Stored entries
·····
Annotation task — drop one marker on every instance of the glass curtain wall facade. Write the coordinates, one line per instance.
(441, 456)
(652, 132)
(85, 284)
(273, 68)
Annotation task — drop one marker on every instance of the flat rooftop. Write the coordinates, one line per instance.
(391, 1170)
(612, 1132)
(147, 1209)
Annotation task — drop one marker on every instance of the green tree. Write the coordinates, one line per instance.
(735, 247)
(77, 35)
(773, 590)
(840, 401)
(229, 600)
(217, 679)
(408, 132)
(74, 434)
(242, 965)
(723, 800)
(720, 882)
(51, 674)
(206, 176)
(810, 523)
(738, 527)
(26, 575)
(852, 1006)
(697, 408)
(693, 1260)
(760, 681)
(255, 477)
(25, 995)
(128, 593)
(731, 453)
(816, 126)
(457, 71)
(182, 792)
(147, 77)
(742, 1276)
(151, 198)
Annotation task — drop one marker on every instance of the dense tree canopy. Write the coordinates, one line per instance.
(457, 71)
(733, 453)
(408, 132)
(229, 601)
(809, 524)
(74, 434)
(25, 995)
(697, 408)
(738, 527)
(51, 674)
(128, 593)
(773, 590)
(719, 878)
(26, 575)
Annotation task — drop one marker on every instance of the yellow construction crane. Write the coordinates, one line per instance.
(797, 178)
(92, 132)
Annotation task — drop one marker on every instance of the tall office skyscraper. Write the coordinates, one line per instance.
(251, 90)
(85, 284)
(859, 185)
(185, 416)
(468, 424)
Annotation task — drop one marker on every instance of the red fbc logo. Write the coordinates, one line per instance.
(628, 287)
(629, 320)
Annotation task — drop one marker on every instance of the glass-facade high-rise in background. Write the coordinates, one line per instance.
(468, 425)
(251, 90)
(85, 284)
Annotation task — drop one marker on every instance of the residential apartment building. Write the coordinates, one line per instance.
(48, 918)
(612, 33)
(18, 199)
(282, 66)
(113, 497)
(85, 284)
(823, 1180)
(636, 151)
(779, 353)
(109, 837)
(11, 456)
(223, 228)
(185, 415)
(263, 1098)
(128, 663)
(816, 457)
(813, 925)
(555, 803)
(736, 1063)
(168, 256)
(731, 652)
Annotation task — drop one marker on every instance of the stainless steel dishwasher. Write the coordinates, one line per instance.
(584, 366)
·····
## Instruction
Format the records above as a JSON list of strings, one string per line and blank lines omitted, covering only the span from the first line of the records up to and including the line containing "(147, 1209)".

## Task result
[
  "Annotation task — drop one marker on every instance of the glass curtain wall facade. Write the coordinates, one line per instance.",
  "(441, 456)",
  "(652, 132)",
  "(85, 284)",
  "(273, 68)",
  "Annotation task — drop one marker on every instance of the flat rooftop. Write the coordinates, one line per instance.",
  "(391, 1170)",
  "(612, 1132)",
  "(147, 1209)"
]